:: STORED RECORDS
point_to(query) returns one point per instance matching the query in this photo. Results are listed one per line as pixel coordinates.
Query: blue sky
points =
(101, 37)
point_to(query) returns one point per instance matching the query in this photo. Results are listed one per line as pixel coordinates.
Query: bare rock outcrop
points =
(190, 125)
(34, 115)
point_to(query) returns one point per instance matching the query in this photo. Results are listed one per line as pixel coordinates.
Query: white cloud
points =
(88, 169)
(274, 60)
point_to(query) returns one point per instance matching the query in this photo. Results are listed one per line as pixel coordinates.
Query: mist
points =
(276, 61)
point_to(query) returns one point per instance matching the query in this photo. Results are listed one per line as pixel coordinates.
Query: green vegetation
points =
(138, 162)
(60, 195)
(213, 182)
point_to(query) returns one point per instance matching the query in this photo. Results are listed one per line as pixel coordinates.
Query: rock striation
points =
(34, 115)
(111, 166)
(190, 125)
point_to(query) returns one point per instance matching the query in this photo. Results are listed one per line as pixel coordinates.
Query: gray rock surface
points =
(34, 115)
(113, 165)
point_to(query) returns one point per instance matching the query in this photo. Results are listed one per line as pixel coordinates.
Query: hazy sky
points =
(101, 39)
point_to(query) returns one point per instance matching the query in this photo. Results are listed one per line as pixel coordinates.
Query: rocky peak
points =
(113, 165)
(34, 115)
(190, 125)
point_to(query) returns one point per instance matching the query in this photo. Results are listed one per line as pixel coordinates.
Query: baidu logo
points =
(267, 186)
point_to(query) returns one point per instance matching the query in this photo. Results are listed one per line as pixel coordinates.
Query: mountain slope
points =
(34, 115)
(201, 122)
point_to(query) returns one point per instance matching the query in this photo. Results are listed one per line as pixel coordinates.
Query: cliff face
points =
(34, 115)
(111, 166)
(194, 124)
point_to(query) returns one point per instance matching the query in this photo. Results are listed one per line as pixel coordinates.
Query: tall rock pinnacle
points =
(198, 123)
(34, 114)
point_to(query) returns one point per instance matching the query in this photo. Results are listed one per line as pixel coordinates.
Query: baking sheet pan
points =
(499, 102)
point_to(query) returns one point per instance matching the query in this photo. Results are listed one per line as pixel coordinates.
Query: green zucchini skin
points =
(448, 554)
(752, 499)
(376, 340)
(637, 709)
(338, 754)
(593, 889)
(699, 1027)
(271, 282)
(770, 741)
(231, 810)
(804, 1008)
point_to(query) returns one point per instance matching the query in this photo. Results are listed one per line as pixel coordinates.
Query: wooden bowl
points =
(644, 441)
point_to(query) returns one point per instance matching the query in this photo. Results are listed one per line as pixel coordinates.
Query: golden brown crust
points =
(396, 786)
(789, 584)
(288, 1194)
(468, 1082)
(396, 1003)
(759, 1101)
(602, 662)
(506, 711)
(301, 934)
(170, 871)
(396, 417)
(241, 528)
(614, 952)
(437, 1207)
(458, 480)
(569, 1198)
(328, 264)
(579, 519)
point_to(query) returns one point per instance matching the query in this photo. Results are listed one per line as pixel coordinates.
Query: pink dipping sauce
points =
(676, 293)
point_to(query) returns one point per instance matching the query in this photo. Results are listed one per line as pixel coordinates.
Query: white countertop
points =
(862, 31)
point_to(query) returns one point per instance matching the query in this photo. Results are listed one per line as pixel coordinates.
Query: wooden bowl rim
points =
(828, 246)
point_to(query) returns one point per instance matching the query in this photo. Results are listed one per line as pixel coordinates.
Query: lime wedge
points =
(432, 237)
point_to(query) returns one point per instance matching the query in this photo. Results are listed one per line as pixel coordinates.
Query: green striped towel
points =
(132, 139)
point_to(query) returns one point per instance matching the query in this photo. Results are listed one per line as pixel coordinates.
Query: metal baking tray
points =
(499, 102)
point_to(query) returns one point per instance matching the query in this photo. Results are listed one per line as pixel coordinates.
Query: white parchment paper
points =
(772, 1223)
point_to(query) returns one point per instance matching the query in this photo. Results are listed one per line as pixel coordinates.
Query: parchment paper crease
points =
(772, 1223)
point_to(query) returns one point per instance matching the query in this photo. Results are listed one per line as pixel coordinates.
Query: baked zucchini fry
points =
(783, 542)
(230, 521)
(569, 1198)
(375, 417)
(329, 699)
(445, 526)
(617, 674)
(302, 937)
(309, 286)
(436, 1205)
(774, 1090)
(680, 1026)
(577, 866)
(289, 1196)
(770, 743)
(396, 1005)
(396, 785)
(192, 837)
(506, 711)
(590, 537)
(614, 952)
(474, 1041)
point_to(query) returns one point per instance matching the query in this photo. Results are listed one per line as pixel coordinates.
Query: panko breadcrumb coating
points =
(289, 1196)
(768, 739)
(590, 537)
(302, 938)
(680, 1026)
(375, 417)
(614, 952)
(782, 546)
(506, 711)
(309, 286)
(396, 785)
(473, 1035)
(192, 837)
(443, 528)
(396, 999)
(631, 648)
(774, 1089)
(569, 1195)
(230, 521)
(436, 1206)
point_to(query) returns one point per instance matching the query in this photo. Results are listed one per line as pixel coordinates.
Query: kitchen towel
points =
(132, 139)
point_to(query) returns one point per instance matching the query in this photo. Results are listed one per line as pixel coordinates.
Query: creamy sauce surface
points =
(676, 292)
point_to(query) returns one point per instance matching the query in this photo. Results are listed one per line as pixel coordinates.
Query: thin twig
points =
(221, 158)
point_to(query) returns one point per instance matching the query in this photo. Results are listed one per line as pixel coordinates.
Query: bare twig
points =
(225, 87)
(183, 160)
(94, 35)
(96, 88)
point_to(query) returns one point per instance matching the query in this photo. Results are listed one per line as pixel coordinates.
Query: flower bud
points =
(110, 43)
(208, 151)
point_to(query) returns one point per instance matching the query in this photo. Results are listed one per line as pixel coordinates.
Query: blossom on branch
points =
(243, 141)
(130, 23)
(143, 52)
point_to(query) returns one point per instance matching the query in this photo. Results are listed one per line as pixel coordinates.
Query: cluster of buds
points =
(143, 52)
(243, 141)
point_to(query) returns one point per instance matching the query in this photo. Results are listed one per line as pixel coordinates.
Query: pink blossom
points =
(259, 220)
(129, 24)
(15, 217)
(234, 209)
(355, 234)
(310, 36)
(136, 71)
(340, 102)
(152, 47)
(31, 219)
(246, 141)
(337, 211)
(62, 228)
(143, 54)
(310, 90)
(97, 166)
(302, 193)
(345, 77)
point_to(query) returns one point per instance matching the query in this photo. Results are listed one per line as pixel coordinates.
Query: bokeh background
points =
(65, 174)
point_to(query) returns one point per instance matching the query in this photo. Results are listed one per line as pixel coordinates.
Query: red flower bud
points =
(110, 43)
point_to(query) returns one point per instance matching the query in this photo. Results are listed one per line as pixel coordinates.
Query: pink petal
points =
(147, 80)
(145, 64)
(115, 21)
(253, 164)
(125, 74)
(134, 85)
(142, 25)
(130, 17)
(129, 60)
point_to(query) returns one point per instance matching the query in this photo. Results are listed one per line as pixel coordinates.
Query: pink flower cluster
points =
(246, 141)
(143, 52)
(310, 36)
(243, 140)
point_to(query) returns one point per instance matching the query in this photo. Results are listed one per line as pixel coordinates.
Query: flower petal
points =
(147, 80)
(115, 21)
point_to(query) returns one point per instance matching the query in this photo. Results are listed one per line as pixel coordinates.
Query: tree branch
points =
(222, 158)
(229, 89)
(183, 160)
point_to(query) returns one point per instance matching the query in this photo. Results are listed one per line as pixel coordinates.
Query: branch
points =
::::
• INSTRUCTIONS TO FOLLOW: All of the data above should be transcribed exactly.

• EXPECTED OUTPUT:
point_to(query) returns one point per instance matching the query in this photo. Results are listed one per line as pixel coordinates.
Query: blue sky
points =
(101, 37)
point_to(query) returns one point per instance matching the query in this photo. Results are listed one per line as pixel coordinates.
Query: bare rock outcrop
points =
(190, 125)
(34, 115)
point_to(query) returns one point per instance matching the query in this photo. Results are listed one per line as pixel coordinates.
Query: white cloud
points =
(88, 169)
(274, 60)
point_to(query) returns one point per instance matching the query in this photo. Results are listed one per line as pixel coordinates.
Query: mist
points =
(276, 61)
point_to(query) returns one point per instance matching the query in this photo. Results are listed one per line as pixel coordinates.
Query: green vegetation
points =
(138, 162)
(60, 195)
(213, 182)
point_to(query) returns one point per instance matching the query in this photo. Results are listed one per line as pixel coordinates.
Query: rock striation
points =
(34, 115)
(111, 166)
(190, 125)
point_to(query) returns one point per instance matching the query in this photo. Results are listed one per line as pixel coordinates.
Query: gray rock surface
points =
(34, 115)
(113, 165)
point_to(query) returns one point per instance matching the query in this photo. Results are listed one per line as pixel coordinates.
Query: hazy sky
points =
(101, 39)
point_to(query) returns one point per instance matching the query in this photo. Results are listed one per line as pixel coordinates.
Query: rocky peak
points =
(113, 165)
(34, 115)
(190, 125)
point_to(query) returns one point per instance matching the query in this photo. Results are listed one per line as pixel coordinates.
Query: baidu logo
points =
(267, 186)
point_to(query) returns one point per instance matching the query in this photo. Results are listed one per line as pixel coordinates.
Query: mountain slope
points =
(34, 115)
(201, 122)
point_to(query) returns one point per instance matching the query in this photo. Results are listed one per line as pixel coordinates.
Query: cliff face
points =
(34, 115)
(111, 166)
(194, 124)
point_to(query) returns one point per instance matching the query in this photo. Results are listed one per line as pixel coordinates.
Query: tall rock pinnacle
points =
(198, 123)
(34, 114)
point_to(query) returns one point per instance matching the query in this photo. Results are listed one per line as pixel coordinates.
Query: baking sheet pan
points =
(499, 102)
point_to(query) returns one point per instance matching the query in this photo. Results are listed one per line as pixel coordinates.
Query: green zucchini skin
points =
(448, 554)
(752, 499)
(376, 340)
(637, 709)
(338, 754)
(593, 889)
(699, 1027)
(271, 282)
(770, 741)
(231, 810)
(804, 1008)
point_to(query) returns one point per instance matching the query in this photo. Results are listed one per line as pixel coordinates.
Query: wooden bowl
points =
(644, 441)
point_to(query) returns one point per instance matching the query in this photo. Results are listed one per line as pixel coordinates.
Query: golden brown crust
points =
(396, 786)
(789, 584)
(288, 1194)
(468, 1082)
(396, 1003)
(759, 1101)
(602, 662)
(506, 711)
(301, 934)
(170, 871)
(396, 417)
(241, 528)
(614, 952)
(437, 1207)
(458, 480)
(569, 1198)
(328, 264)
(579, 519)
point_to(query) returns one point per instance matching the query in this photo. Results are listed one per line as pixel coordinates.
Query: pink dipping sauce
points =
(676, 293)
point_to(query) returns one point per instance matching the query in this photo. Results are listed one per line as pixel coordinates.
Query: white countertop
points =
(862, 31)
point_to(query) returns one point per instance matching the query in this photo. Results are listed one per line as pixel coordinates.
Query: wooden bowl rim
points =
(828, 246)
point_to(query) returns one point per instance matching the query in this photo. Results are listed one per line as pixel coordinates.
Query: lime wedge
points =
(432, 237)
point_to(query) returns one point per instance matching the query in this photo. Results are listed one per line as pixel coordinates.
Query: green striped towel
points =
(132, 139)
point_to(query) returns one point per instance matching the query in this photo. Results are listed one per line as pixel coordinates.
Query: metal baking tray
points =
(499, 102)
point_to(query) returns one point per instance matching the query in this photo. Results are listed one per line as pixel coordinates.
Query: white parchment paper
points =
(772, 1223)
point_to(query) returns one point per instance matching the query in this photo. Results are listed one per line as pixel coordinates.
Query: parchment paper crease
points =
(772, 1223)
point_to(query) returns one point per instance matching the query in this photo. Results are listed one per line as pixel coordinates.
Query: baked zucchini fry
points =
(783, 542)
(230, 521)
(569, 1198)
(375, 417)
(329, 699)
(445, 526)
(617, 674)
(302, 937)
(309, 286)
(436, 1205)
(774, 1090)
(680, 1026)
(577, 866)
(289, 1196)
(770, 743)
(396, 1005)
(396, 785)
(192, 837)
(506, 711)
(590, 537)
(614, 952)
(474, 1041)
point_to(query) returns one point per instance matching the query in this photo. Results are listed one per line as pixel coordinates.
Query: panko breadcrumb coating
points =
(289, 1196)
(768, 739)
(590, 537)
(302, 938)
(680, 1026)
(375, 417)
(614, 952)
(782, 546)
(506, 711)
(309, 286)
(396, 785)
(473, 1035)
(192, 837)
(443, 528)
(396, 999)
(631, 648)
(774, 1089)
(569, 1195)
(230, 521)
(436, 1206)
point_to(query) returns one point per instance matching the query in this photo. Results are listed one per line as pixel coordinates.
Query: kitchen towel
points =
(132, 139)
point_to(query) returns one point per instance matching the query in this photo. Results are listed one per line as pixel coordinates.
Query: creamy sauce surface
points =
(676, 292)
point_to(query) returns one point per instance matching the query in this photo. Results are listed one per line as pixel coordinates.
Query: thin twig
points =
(221, 158)
point_to(query) returns one point per instance matching the query in this photo. Results are listed one per line as pixel coordinates.
Query: bare twig
points =
(225, 87)
(183, 160)
(94, 35)
(96, 88)
point_to(query) returns one point per instance matching the query in this photo. Results are listed one per line as pixel coordinates.
Query: flower bud
points =
(110, 43)
(208, 151)
point_to(query) returns one point per instance matching the query in this photo. Results are listed one per line as pixel coordinates.
Query: blossom on branch
points =
(243, 141)
(130, 23)
(143, 52)
point_to(query) returns one point per instance matching the query in this photo. Results are listed one per line as pixel coordinates.
Query: cluster of buds
points =
(143, 52)
(243, 141)
point_to(query) returns one point per instance matching the query in this photo. Results are listed one per line as pixel coordinates.
Query: pink blossom
points =
(259, 220)
(129, 24)
(15, 217)
(234, 209)
(355, 234)
(310, 36)
(136, 71)
(340, 102)
(152, 47)
(31, 219)
(246, 141)
(337, 211)
(62, 228)
(143, 54)
(310, 90)
(97, 166)
(302, 193)
(345, 77)
point_to(query) returns one point per instance matching the query in this photo. Results are listed one per line as pixel coordinates.
Query: bokeh background
points =
(65, 174)
point_to(query) returns one point per instance matching the query in this photo. Results are listed one per line as pixel coordinates.
Query: red flower bud
points =
(110, 43)
point_to(query) returns one point per instance matching the query in this photo. Results are listed one per line as pixel coordinates.
Query: pink petal
points =
(147, 80)
(145, 64)
(115, 21)
(253, 164)
(125, 74)
(134, 85)
(142, 25)
(130, 17)
(129, 60)
point_to(query) returns one point per instance matching the query in this photo. Results are listed one per line as pixel coordinates.
Query: pink flower cluster
points =
(246, 141)
(143, 52)
(310, 36)
(243, 140)
point_to(query) returns one point per instance matching the query in this photo. Results are listed one per line as pixel coordinates.
Query: flower petal
points =
(147, 80)
(115, 21)
point_to(query) returns one point per instance matching the query in this photo. Results are listed one per line as pixel coordinates.
Query: tree branch
points =
(222, 158)
(229, 89)
(183, 160)
point_to(query) returns one point per instance matching the query in this photo. Results are listed one per line as pixel coordinates.
Query: branch
points =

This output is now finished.